__Work instructions__
Copy out all of the material below word for word, without changing anything.

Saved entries

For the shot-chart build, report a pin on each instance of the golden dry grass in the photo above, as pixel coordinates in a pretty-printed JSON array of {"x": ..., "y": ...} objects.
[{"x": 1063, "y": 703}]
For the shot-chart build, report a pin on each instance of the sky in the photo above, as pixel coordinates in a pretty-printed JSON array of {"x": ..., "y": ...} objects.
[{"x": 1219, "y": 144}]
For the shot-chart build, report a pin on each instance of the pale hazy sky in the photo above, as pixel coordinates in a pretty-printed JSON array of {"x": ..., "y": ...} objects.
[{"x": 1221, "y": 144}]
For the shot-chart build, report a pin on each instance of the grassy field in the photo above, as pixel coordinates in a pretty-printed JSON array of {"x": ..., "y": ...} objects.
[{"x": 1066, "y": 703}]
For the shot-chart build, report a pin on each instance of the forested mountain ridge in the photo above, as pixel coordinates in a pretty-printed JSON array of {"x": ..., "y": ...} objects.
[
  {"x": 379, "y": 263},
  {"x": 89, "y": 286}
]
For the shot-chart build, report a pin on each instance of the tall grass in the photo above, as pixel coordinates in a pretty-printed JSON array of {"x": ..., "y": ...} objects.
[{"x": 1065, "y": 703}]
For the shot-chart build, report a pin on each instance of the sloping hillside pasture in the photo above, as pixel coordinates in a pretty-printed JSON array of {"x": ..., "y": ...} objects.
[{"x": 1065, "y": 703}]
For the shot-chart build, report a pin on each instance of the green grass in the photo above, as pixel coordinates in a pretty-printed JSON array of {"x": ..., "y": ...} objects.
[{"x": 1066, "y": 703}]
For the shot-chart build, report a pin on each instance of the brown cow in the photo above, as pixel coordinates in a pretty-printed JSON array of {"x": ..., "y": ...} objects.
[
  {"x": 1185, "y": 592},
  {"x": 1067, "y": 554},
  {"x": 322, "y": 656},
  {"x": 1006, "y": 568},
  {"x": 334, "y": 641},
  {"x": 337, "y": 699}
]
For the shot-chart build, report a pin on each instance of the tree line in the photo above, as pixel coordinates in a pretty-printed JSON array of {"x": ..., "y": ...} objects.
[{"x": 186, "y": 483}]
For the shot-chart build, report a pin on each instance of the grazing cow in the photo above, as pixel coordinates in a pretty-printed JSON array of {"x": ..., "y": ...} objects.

__Result__
For the shot-chart build, report a pin on each instance of the golden dry grass in the photo above, as pixel coordinates in a pretty-printed JSON array of {"x": ..., "y": ...} objects.
[{"x": 1063, "y": 703}]
For the shot-chart build, report a pin on each instance of the sky in the photo above, as pixel coordinates in a pretty-printed JSON array of {"x": ..., "y": ...} objects.
[{"x": 1219, "y": 144}]
For the shot-chart build, report a pin on each instance of the pale hazy sky in the photo above, as pixel coordinates in a pretty-printed JSON array of {"x": ..., "y": ...} objects.
[{"x": 1221, "y": 144}]
For the shot-chart build, report a pin on each instance of the grassy field in the photo above, as pixel coordinates in a pretty-printed JSON array of {"x": ..., "y": ...} objects.
[{"x": 1066, "y": 703}]
For the shot-chart build, report a pin on each instance of the forested mountain ridge in the photo above, as pixel coordinates in a pretty-printed JSON array of {"x": ..., "y": ...} objects.
[
  {"x": 379, "y": 263},
  {"x": 89, "y": 286}
]
For the shot-chart build, report a pin on each instance of the tall grass in the photo above, as pixel coordinates in a pretty-printed JSON array of {"x": ..., "y": ...} objects.
[{"x": 1065, "y": 703}]
For the shot-chart build, report a pin on each instance of the sloping hillside pasture in the photo above, as pixel coordinates in a pretty-printed JSON array of {"x": ..., "y": ...} objects.
[{"x": 1065, "y": 703}]
For the shot-chart build, report a pin on each instance of the green grass in the photo above, as pixel coordinates in a pretty-printed JSON array of {"x": ..., "y": ...} objects.
[{"x": 1066, "y": 703}]
For the shot-chart build, report a pin on each instance of the brown cow in the photo above, as pixel coordinates in a pretty-printed JSON array of {"x": ..., "y": ...} objects.
[
  {"x": 1185, "y": 592},
  {"x": 1067, "y": 554},
  {"x": 322, "y": 656},
  {"x": 1006, "y": 568},
  {"x": 334, "y": 641},
  {"x": 337, "y": 699}
]
For the shot-chart build, report a pin on each instance of the tree line in the photo above, as pixel coordinates in a pretty-printed JSON array of {"x": ..., "y": ...} objects.
[{"x": 186, "y": 483}]
For the shot-chart build, report a pin on each instance of the grazing cow in the photo above, as pixel coordinates in a pretty-printed JSON array of {"x": ..., "y": ...} objects.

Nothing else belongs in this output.